ACTION ITEM: Go through the material below and copy each line where the word "green" appears.
== RECORD SET
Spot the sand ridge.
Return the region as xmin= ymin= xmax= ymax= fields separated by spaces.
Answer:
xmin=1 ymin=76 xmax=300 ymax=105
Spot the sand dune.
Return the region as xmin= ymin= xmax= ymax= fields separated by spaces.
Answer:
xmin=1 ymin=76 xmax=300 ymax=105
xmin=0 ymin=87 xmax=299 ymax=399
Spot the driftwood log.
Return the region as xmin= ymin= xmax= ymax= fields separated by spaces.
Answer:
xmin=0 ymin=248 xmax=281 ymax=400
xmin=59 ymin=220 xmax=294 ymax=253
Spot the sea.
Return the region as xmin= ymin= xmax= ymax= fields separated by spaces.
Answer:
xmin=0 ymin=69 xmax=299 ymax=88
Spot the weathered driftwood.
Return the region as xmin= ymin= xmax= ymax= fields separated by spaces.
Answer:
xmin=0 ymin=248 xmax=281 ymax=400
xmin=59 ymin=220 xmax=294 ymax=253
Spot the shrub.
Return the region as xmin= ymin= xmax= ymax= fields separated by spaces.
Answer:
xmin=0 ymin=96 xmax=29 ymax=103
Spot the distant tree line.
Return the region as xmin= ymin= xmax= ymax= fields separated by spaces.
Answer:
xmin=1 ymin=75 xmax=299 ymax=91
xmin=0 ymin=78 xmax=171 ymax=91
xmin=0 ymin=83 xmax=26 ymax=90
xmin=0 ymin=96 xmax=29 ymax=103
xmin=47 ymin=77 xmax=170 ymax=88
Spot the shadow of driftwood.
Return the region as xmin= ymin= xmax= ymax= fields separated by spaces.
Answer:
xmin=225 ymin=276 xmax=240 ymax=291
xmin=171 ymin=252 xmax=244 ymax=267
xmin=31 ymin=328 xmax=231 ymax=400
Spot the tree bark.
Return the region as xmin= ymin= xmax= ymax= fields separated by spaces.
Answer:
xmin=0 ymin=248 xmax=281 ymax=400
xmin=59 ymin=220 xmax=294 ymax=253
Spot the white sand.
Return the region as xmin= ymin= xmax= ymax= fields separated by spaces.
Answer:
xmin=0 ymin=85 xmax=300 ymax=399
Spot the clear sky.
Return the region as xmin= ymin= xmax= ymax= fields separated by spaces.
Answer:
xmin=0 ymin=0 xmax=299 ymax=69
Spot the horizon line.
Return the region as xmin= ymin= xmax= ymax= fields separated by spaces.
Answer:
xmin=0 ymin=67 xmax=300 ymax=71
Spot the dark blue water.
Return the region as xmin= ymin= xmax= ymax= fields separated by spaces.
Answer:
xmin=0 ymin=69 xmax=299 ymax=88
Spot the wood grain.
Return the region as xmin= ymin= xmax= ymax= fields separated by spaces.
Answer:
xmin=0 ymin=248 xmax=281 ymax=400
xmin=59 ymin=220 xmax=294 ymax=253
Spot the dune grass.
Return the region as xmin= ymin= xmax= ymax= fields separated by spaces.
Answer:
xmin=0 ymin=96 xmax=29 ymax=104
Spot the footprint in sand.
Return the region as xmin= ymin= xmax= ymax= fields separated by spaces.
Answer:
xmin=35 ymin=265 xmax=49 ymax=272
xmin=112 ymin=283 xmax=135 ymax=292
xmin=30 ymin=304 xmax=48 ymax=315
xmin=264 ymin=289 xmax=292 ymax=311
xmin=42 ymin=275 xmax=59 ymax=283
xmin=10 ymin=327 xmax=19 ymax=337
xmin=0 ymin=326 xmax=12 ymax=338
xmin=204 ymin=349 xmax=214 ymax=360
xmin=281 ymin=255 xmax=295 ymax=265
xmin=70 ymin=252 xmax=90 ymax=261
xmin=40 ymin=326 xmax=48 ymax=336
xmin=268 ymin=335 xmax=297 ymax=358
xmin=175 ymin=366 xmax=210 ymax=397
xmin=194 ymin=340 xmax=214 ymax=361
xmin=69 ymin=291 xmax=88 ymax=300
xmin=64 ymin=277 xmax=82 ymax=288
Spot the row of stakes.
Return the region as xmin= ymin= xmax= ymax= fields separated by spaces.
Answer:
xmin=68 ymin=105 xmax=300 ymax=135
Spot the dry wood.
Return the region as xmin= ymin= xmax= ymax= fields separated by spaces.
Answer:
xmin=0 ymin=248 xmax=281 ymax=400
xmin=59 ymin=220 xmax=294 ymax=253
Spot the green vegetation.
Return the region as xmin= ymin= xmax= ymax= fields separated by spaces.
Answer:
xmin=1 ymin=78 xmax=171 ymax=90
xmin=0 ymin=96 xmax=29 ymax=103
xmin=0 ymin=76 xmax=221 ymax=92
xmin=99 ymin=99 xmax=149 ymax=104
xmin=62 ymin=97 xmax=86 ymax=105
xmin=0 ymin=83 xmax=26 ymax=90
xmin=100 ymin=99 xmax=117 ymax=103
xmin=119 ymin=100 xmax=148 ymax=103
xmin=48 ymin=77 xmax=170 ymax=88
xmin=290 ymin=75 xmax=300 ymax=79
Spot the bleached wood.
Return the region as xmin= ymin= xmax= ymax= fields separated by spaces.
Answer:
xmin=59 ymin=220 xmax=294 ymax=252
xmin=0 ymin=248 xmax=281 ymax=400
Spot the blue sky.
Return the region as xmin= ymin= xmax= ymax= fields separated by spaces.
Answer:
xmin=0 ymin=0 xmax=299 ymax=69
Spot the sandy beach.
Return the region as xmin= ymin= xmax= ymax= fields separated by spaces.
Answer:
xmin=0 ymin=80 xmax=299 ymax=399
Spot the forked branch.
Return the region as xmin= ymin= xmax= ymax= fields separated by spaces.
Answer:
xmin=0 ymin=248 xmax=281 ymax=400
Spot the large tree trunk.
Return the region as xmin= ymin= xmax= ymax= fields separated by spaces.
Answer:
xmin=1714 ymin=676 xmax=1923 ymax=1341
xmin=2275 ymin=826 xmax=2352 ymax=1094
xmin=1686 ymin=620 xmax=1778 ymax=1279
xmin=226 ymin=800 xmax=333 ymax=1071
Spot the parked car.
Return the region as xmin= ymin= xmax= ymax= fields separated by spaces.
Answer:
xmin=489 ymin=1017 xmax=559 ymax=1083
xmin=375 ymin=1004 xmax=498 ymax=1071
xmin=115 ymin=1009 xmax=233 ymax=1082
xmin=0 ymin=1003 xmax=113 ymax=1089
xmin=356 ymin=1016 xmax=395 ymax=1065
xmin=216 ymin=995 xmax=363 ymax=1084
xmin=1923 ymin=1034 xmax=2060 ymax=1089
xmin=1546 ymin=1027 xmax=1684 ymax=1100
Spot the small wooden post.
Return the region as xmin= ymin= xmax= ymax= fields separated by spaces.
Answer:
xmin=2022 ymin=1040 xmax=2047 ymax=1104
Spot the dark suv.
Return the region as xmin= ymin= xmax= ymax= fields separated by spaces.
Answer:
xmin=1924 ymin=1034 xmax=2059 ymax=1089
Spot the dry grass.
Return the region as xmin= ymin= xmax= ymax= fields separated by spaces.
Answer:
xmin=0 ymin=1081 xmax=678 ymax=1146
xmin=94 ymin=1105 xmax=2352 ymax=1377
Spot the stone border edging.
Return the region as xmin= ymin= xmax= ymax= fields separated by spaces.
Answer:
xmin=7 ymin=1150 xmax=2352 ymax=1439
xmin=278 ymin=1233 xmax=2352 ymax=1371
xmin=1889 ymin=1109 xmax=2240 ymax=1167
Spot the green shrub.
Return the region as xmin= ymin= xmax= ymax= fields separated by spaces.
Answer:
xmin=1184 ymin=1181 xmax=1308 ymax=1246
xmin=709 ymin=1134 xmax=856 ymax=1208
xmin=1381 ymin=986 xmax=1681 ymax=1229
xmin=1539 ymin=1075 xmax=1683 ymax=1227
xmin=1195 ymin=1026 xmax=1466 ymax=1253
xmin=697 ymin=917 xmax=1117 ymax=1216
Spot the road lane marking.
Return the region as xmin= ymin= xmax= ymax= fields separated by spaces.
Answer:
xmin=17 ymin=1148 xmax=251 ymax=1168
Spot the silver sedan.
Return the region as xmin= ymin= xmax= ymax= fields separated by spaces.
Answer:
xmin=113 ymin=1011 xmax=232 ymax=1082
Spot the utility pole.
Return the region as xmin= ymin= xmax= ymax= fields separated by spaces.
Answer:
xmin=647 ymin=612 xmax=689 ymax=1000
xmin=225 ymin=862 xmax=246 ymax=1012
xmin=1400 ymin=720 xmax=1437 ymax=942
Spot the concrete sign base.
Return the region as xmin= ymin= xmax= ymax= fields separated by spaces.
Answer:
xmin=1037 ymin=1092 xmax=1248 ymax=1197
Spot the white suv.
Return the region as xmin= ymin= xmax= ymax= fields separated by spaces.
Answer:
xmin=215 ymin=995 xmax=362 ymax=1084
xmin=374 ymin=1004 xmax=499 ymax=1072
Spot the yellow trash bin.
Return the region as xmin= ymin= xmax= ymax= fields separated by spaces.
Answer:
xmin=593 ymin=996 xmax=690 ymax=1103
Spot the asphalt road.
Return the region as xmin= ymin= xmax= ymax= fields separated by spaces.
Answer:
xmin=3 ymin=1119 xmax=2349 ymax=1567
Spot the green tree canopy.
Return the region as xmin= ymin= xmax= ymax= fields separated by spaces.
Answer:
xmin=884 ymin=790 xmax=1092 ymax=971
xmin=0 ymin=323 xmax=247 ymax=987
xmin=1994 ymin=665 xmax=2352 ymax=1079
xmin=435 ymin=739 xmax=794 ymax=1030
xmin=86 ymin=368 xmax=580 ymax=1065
====
OUTPUT:
Spot the green vegetation.
Spot the green shrub.
Spot the green tree canopy.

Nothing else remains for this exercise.